With nothing added or dropped, output every record below exactly.

**********

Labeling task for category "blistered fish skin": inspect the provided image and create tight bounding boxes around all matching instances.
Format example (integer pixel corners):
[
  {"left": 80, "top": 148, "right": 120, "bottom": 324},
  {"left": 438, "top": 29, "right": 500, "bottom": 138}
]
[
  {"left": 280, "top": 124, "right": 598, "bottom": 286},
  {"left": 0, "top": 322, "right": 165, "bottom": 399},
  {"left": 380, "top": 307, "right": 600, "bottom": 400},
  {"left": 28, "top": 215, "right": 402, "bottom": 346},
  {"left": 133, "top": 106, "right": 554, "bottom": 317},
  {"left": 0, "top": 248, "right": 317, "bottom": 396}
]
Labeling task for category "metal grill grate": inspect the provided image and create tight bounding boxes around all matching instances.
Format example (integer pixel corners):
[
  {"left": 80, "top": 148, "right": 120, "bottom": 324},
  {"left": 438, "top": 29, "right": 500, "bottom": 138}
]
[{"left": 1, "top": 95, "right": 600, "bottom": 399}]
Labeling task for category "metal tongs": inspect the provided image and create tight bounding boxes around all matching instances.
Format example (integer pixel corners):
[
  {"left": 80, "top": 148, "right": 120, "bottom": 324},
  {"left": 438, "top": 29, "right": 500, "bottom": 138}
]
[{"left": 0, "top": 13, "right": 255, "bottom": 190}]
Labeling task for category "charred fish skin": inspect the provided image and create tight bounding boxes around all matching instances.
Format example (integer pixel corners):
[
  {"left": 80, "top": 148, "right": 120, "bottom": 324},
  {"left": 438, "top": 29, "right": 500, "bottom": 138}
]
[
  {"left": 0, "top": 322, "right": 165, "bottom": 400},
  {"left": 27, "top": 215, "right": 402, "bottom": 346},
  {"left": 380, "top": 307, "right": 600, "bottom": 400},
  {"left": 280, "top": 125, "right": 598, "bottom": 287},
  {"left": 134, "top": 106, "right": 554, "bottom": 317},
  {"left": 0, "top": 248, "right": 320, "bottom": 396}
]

**********

- Exercise answer:
Labeling task for category "blistered fish skin": inspect the provided image and create tight bounding boxes around all matching instances.
Format example (integer pixel corners):
[
  {"left": 80, "top": 148, "right": 120, "bottom": 324},
  {"left": 438, "top": 29, "right": 500, "bottom": 138}
]
[
  {"left": 280, "top": 124, "right": 598, "bottom": 286},
  {"left": 0, "top": 322, "right": 165, "bottom": 399},
  {"left": 380, "top": 307, "right": 600, "bottom": 400},
  {"left": 28, "top": 215, "right": 402, "bottom": 346},
  {"left": 133, "top": 106, "right": 554, "bottom": 317},
  {"left": 0, "top": 248, "right": 317, "bottom": 396}
]
Labeling task for category "metal grill grate": inspect the provided image and create tight bounding boxes around all matching instances.
Format example (integer pixel corners):
[
  {"left": 80, "top": 148, "right": 120, "bottom": 324},
  {"left": 438, "top": 29, "right": 500, "bottom": 138}
]
[{"left": 1, "top": 95, "right": 600, "bottom": 399}]
Labeling task for category "metal tongs": inspect the provided image and create tight bounding boxes around all matching instances.
Format example (integer pixel corners):
[
  {"left": 80, "top": 148, "right": 120, "bottom": 324},
  {"left": 438, "top": 29, "right": 500, "bottom": 138}
]
[{"left": 0, "top": 13, "right": 255, "bottom": 190}]
Labeling task for category "charred fish skin": inspect the provided image and create tight bounding boxes around all matching instances.
Format example (integer pixel corners):
[
  {"left": 80, "top": 148, "right": 120, "bottom": 324},
  {"left": 438, "top": 29, "right": 500, "bottom": 138}
]
[
  {"left": 0, "top": 322, "right": 165, "bottom": 400},
  {"left": 27, "top": 215, "right": 402, "bottom": 346},
  {"left": 380, "top": 307, "right": 600, "bottom": 400},
  {"left": 280, "top": 125, "right": 598, "bottom": 287},
  {"left": 134, "top": 106, "right": 554, "bottom": 317},
  {"left": 0, "top": 248, "right": 320, "bottom": 396}
]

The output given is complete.